> Texto proporcionado
————
EL
SALÓN OFICIAL DE 1952
Consideraciones
Generales
No
sin razón se ha advertido últimamente una actitud de cierto
escepticismo ante los salones colectivos de artes plásticas
que son, por lo común, excesivamente populosos e inorgánicos,
como ciudades sin orden ni concierto por las que fuera difícil
transitar sin perderse o sin sentirse abrumado. Mejores son,
sin duda, para el conocimiento profundo de las artes, las
exposiciones retrospectivas, consagradas a mostrar descansadamente
la obra de uno sólo o de unos cuantos artistas, o las muestras
de grupos de creadores emparentados entre sí. Mejores y más
interesantes, por cierto, y también más asequibles al examen
del crítico, pero, en todo caso, distintas y encaminadas al
cumplimiento de otra función. Pues habría que comparar una
exhibición del tipo de este Salón Oficial -organizado anualmente
por el Instituto de Extensión de Artes Plásticas de la Universidad
de Chile- con las grandes antologías que recogen lo más significativo
de la poesía que en un momento dado se hace en un país. ¿Con
qué fin? Fundamentalmente, con estos dos, me parece: ofrecer
una visión de conjunto que nos permita orientarnos frente
a lo actual y proporcionar estímulos al creador y al espectador,
por vías diversas, pero convergentes.
Un
salón tan amplio como nuestro Salón Oficial no tendría sentido
si en él no aparecieran conjuntamente los viejos y los nuevos
artistas, las figuras ya consagradas y las que recién emergen.
Tal comensalidad es positiva para el desarrollo más o menos
orgánico de las artes en un pequeño país y no deja de brindar
de cuando en cuando sorpresas favorables. En nuestra breve
historia artística, el Salón Oficial ha sido estimulante y
ha contribuido, tanto a sugerir las bases de un estilo propio
que recién empieza a constituirse como a educar el gusto del
público. Por otra parte, desde que la Universidad de Chile
se hizo cargo de esta muestra anual colectiva, ella ha representado
en el país una posición estética que, sin llegar a los extremos,
se identifica con un espíritu de renovación y vanguardia dentro
de la creación plástica chilena. Tal hecho se ha producido
espontáneamente, como un fenómeno de polarización que no altera
el carácter ubérrimo que el Salón tiene en principio.
————
> Objetivo a
Transcribe sin cambios el fragmento del texto sobre el Salón Oficial de 1952 que comienza en "Tal comensalidad es" y termina en "tiene en principio.".

[Datos registrados]
————
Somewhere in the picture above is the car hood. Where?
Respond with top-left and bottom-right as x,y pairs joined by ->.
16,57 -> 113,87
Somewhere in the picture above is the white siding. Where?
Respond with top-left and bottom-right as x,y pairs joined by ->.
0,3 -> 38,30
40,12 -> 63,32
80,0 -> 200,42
————
> Objetivo b
Por favor, repite al pie de la letra todas las entradas, línea por línea.

> Respuesta final a
Tal comensalidad es positiva para el desarrollo más o menos
orgánico de las artes en un pequeño país y no deja de brindar
de cuando en cuando sorpresas favorables. En nuestra breve
historia artística, el Salón Oficial ha sido estimulante y
ha contribuido, tanto a sugerir las bases de un estilo propio
que recién empieza a constituirse como a educar el gusto del
público. Por otra parte, desde que la Universidad de Chile
se hizo cargo de esta muestra anual colectiva, ella ha representado
en el país una posición estética que, sin llegar a los extremos,
se identifica con un espíritu de renovación y vanguardia dentro
de la creación plástica chilena. Tal hecho se ha producido
espontáneamente, como un fenómeno de polarización que no altera
el carácter ubérrimo que el Salón tiene en principio.

> Respuesta final b
Somewhere in the picture above is the car hood. Where?
Respond with top-left and bottom-right as x,y pairs joined by ->.
16,57 -> 113,87
Somewhere in the picture above is the white siding. Where?
Respond with top-left and bottom-right as x,y pairs joined by ->.
0,3 -> 38,30
40,12 -> 63,32
80,0 -> 200,42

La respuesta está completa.